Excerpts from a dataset
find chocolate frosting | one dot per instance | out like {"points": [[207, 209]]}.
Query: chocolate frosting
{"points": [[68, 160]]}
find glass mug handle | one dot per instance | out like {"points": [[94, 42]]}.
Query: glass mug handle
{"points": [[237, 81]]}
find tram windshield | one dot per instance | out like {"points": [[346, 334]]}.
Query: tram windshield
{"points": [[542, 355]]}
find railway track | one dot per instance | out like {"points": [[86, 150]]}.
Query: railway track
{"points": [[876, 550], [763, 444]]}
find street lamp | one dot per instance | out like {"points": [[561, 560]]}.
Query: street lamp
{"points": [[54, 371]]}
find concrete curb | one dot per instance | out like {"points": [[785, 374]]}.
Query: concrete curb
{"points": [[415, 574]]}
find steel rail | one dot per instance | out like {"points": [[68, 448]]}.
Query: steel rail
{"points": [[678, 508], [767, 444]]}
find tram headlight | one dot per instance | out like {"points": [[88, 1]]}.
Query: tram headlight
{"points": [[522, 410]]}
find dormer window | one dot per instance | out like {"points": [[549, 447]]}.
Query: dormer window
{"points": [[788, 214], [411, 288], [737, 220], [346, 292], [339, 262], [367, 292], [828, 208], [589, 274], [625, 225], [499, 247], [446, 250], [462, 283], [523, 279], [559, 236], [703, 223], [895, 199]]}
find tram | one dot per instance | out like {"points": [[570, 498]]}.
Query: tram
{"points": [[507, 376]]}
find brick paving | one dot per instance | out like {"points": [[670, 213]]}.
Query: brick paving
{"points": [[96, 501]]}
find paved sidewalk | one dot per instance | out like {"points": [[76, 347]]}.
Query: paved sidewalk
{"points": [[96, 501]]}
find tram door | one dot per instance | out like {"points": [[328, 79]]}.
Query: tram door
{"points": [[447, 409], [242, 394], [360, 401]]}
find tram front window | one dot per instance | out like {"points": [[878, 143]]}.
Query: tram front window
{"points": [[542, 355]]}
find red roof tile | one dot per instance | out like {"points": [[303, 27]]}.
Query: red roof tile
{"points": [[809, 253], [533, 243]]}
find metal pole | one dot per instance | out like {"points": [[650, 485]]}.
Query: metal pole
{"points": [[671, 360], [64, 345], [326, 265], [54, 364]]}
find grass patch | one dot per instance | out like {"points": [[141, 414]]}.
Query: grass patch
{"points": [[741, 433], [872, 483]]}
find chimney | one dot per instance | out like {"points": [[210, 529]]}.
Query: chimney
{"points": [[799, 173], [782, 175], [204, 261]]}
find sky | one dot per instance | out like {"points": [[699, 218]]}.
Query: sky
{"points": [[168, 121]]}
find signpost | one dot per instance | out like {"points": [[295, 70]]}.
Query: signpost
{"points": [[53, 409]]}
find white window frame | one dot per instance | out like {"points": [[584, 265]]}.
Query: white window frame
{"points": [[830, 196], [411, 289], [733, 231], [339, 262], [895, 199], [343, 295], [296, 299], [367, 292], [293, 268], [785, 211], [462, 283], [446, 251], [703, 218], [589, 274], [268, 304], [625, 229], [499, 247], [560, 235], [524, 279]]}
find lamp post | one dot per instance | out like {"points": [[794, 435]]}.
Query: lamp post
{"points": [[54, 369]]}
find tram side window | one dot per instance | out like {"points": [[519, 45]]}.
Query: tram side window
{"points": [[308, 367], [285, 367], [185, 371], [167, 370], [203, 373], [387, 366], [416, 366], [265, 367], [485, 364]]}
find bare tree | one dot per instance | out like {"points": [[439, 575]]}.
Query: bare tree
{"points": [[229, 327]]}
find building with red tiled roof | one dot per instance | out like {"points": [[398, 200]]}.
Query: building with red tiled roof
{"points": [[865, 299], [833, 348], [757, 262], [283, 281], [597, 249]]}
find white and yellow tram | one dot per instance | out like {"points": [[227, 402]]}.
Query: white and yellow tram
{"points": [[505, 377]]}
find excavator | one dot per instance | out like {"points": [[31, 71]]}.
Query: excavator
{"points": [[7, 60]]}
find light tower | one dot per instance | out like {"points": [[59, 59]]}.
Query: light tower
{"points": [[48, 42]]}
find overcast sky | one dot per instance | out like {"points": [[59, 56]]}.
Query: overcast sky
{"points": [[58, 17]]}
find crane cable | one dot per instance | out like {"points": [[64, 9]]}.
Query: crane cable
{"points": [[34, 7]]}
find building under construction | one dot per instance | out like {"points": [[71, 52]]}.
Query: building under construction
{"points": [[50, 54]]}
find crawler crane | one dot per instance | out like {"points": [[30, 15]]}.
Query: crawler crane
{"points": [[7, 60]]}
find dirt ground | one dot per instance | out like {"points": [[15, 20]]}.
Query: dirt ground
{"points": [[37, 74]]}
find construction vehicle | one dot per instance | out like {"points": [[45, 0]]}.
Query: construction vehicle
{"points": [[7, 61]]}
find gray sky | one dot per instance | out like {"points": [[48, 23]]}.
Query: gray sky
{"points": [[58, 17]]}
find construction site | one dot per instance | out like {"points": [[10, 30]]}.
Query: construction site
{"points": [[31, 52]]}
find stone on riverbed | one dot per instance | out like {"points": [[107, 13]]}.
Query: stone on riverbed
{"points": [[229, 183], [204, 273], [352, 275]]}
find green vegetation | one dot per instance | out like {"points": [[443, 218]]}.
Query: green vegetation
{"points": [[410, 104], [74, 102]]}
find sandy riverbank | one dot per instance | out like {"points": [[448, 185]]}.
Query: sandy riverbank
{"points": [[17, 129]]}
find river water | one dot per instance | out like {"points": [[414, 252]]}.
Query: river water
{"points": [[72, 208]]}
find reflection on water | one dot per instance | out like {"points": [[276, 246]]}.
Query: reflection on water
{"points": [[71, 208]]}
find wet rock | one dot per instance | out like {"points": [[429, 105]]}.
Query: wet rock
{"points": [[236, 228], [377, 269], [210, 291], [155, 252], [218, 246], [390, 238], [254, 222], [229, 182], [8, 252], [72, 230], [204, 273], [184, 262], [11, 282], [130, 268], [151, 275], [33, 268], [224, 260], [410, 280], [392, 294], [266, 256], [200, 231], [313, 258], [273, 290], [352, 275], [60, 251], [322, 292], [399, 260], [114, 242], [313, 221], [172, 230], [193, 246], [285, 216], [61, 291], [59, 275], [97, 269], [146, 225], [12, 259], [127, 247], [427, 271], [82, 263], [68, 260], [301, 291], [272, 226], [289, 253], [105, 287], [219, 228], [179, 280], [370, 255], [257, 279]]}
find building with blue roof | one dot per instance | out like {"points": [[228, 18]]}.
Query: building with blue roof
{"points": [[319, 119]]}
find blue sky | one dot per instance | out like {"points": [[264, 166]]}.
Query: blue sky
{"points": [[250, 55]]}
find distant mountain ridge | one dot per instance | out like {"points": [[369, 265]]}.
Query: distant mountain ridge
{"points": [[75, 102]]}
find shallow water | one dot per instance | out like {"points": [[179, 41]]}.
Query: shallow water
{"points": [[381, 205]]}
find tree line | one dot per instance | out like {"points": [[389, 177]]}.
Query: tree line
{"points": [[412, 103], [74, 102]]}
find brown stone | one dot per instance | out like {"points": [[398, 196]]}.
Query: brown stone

» **Exercise details**
Once you reach the line that holds "Query: building with blue roof", print it and every line after it through the end of the records, word for word.

» **Written response**
Query: building with blue roof
{"points": [[319, 119]]}
find blue sky | one dot per instance | out like {"points": [[264, 166]]}.
Query: blue sky
{"points": [[250, 55]]}
find distant mountain ridge | one dot per instance | out like {"points": [[369, 265]]}.
Query: distant mountain ridge
{"points": [[75, 102]]}
find shallow water | one dot per instance | out like {"points": [[179, 41]]}.
Query: shallow water
{"points": [[381, 205]]}
find tree line | one dot per instance | out like {"points": [[389, 177]]}.
Query: tree line
{"points": [[412, 103], [74, 102]]}
find brown stone | one dot per instance | out like {"points": [[398, 196]]}.
Query: brown stone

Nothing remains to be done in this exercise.